# Task to complete
Reproduce the listing starting at its first line and ending at the line that contains "[0,0,1270,645]", substituting "provided" for every "supplied" and changing nothing else. Omit the pictures from your answer.

# Excerpted data
**********

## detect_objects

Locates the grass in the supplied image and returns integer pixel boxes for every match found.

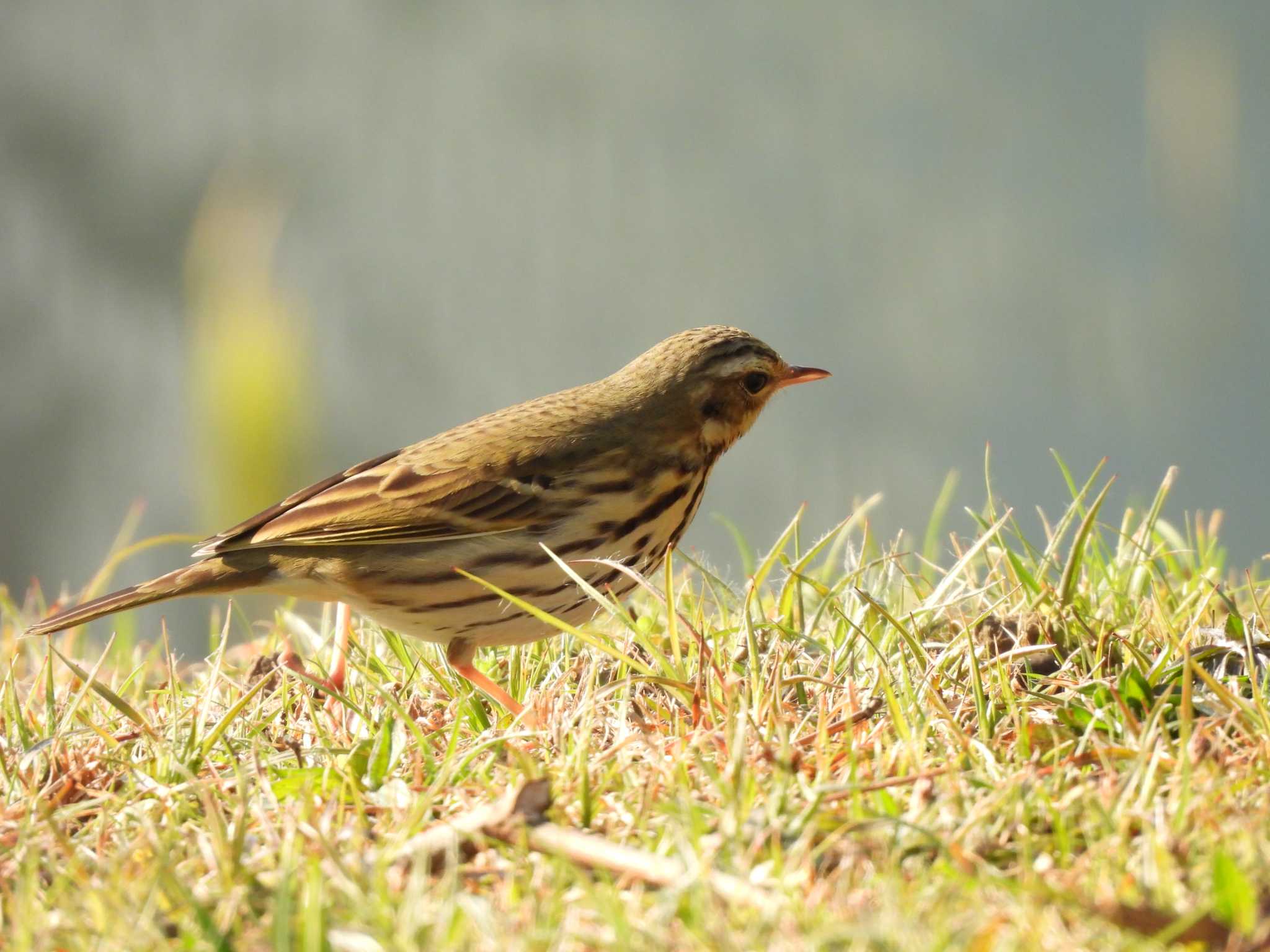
[0,464,1270,952]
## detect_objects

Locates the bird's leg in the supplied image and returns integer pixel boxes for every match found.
[446,638,532,722]
[326,602,353,692]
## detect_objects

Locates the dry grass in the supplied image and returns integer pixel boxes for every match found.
[0,459,1270,951]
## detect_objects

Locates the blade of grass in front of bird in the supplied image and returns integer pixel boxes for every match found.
[1127,466,1177,598]
[1058,476,1116,608]
[48,635,158,740]
[922,470,960,584]
[456,569,655,677]
[917,509,1013,614]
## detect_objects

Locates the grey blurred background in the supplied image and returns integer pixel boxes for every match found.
[0,0,1270,645]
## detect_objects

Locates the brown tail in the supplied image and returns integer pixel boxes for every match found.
[27,556,270,635]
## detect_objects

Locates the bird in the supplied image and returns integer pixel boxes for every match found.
[27,325,830,715]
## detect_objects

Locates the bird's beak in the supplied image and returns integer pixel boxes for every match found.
[776,367,833,390]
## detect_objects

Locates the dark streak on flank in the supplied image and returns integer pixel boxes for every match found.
[411,581,573,614]
[583,477,635,494]
[615,482,688,538]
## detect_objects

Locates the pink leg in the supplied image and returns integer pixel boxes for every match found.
[446,638,533,726]
[326,602,353,692]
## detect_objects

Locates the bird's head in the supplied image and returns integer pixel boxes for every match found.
[618,326,829,458]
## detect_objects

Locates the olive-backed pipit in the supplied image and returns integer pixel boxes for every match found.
[28,326,829,712]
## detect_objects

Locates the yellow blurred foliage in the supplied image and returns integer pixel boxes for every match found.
[185,169,311,531]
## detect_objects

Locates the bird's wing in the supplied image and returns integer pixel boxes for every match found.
[194,449,559,556]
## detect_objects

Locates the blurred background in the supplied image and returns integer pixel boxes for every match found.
[0,0,1270,637]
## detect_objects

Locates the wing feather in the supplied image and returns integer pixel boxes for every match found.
[194,451,556,556]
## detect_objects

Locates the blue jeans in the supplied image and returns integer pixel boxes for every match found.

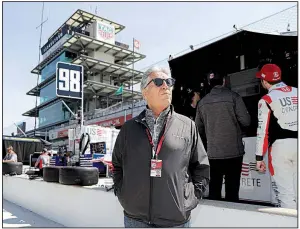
[124,215,191,228]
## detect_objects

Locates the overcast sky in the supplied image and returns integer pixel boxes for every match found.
[3,2,296,134]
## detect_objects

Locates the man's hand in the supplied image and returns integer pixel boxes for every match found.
[256,161,266,173]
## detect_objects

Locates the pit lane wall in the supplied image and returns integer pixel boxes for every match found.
[3,174,297,227]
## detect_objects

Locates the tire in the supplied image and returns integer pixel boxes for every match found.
[2,162,23,175]
[59,167,99,186]
[43,166,61,183]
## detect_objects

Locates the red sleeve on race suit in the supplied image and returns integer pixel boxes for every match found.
[256,95,272,161]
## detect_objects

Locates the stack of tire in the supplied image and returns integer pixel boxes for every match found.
[2,162,23,175]
[43,166,99,186]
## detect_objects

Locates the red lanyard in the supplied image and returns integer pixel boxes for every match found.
[146,116,168,159]
[146,129,165,159]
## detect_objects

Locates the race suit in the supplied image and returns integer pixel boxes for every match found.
[256,83,298,209]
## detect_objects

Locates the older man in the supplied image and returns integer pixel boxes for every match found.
[112,67,209,227]
[3,146,18,162]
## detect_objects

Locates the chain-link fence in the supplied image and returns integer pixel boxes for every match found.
[2,118,38,136]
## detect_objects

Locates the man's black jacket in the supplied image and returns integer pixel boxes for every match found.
[112,108,209,227]
[195,86,251,159]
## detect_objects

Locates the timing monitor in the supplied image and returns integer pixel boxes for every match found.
[90,142,106,154]
[29,152,41,167]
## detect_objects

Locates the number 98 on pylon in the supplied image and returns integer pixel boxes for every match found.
[56,62,83,99]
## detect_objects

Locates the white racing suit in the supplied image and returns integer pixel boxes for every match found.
[256,83,298,209]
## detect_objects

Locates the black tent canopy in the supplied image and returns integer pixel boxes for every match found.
[169,30,298,136]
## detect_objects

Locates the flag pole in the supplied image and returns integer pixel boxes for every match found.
[121,84,123,110]
[131,38,134,118]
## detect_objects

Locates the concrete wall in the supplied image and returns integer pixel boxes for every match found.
[3,175,297,227]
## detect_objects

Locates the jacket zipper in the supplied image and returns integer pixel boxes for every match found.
[136,120,153,225]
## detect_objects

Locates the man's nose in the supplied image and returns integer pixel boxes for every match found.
[161,80,168,90]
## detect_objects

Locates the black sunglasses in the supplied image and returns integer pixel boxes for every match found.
[144,78,175,88]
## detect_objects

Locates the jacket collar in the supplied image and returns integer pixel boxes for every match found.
[136,104,175,123]
[210,85,227,94]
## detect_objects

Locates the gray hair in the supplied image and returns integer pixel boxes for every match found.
[141,66,170,92]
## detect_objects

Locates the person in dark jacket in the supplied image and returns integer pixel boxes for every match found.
[112,67,209,227]
[195,72,251,202]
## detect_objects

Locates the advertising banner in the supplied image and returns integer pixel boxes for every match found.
[96,21,115,45]
[222,137,272,203]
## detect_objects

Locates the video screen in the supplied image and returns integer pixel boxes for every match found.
[90,142,106,154]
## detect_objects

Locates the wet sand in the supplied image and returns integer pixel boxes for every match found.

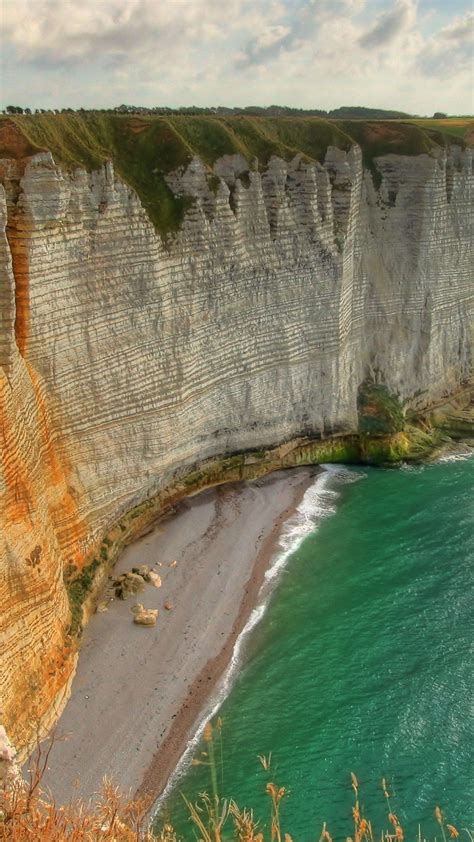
[39,468,316,803]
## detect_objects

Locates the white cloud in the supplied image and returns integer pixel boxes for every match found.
[359,0,416,49]
[0,0,472,113]
[418,12,474,78]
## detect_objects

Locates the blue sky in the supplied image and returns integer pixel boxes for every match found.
[0,0,474,114]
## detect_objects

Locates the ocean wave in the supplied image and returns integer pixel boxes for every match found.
[153,465,366,819]
[436,445,474,462]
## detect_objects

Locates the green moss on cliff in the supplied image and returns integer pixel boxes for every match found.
[357,382,405,436]
[0,112,474,234]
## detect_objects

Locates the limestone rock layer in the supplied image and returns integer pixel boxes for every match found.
[0,120,474,741]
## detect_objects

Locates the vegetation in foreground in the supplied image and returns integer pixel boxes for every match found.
[0,720,468,842]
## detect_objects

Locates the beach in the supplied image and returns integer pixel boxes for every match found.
[38,468,318,804]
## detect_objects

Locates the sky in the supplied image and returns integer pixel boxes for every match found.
[0,0,474,115]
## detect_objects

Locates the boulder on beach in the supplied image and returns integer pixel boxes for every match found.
[114,573,145,599]
[148,570,161,588]
[132,603,158,626]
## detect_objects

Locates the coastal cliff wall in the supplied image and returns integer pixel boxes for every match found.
[0,116,474,742]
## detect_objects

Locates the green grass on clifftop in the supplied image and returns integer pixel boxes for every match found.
[0,112,474,234]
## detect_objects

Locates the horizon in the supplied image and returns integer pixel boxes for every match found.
[0,0,474,116]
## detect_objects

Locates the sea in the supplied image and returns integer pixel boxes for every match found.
[157,453,474,842]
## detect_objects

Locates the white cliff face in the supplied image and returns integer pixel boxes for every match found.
[0,141,474,740]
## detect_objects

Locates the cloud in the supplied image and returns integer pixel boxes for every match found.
[417,12,474,77]
[0,0,472,113]
[2,0,252,66]
[237,0,364,66]
[359,0,416,49]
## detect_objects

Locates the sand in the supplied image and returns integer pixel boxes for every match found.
[39,468,315,804]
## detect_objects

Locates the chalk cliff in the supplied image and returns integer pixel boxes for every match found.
[0,118,474,742]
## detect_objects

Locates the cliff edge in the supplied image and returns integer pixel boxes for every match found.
[0,115,474,744]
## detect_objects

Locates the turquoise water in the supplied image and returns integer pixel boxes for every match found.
[157,459,474,842]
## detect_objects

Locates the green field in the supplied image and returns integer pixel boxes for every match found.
[0,112,474,233]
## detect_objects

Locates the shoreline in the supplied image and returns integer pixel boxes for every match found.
[38,467,320,808]
[135,470,319,812]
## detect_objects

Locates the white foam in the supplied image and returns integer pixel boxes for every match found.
[435,446,474,462]
[153,465,366,816]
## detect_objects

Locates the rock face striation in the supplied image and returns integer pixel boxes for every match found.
[0,118,474,742]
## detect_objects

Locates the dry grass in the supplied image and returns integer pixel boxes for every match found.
[0,722,468,842]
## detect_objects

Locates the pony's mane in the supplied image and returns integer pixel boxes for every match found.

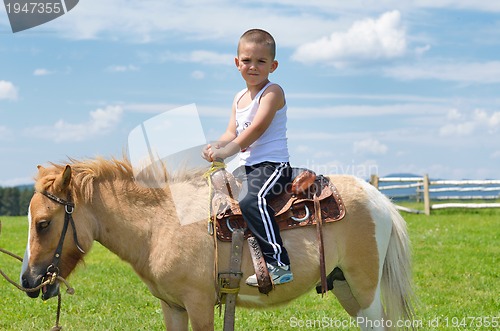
[35,157,206,201]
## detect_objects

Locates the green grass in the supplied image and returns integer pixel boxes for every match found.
[0,206,500,331]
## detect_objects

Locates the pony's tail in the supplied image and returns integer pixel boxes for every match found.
[381,204,415,329]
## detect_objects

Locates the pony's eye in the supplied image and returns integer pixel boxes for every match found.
[36,220,50,231]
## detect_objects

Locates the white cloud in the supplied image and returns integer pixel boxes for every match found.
[385,61,500,84]
[29,106,123,142]
[439,109,500,136]
[106,64,139,72]
[191,70,205,80]
[353,138,389,155]
[0,125,11,140]
[0,80,17,100]
[33,68,54,76]
[292,10,407,67]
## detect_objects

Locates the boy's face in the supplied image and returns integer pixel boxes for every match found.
[234,40,278,86]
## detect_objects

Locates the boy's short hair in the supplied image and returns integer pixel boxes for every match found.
[238,29,276,60]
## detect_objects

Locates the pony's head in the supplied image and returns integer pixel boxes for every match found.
[21,165,88,300]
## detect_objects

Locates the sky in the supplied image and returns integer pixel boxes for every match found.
[0,0,500,186]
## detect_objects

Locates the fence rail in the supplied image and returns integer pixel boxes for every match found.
[370,175,500,215]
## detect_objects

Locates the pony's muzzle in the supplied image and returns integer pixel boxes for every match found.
[21,269,59,301]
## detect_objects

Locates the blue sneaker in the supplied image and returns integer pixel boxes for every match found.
[245,263,293,286]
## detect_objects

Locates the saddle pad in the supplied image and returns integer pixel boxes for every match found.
[212,176,346,241]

**********

# Solution to this exercise
## detect_objects

Locates the grass in the provided image and returns integer pixel boxes for every match found.

[0,464,1270,952]
## detect_objects

Locates the bird's leg in the provided image and returns integer pixel boxes for every match found.
[446,638,532,722]
[326,602,353,692]
## detect_objects

Locates the dry grass in the provided image and returns integer pixel boxes for every match found.
[0,459,1270,951]
## detect_objects

Locates the blade of grass in front of bird in the provided image and returns integer pixel boxes for every match found.
[1127,466,1177,598]
[1058,476,1116,608]
[48,635,158,740]
[922,470,960,584]
[456,569,655,677]
[917,509,1013,614]
## detect_objects

Locates the grey blurred background in the provided image and returns integer pixel boxes for every match found.
[0,0,1270,645]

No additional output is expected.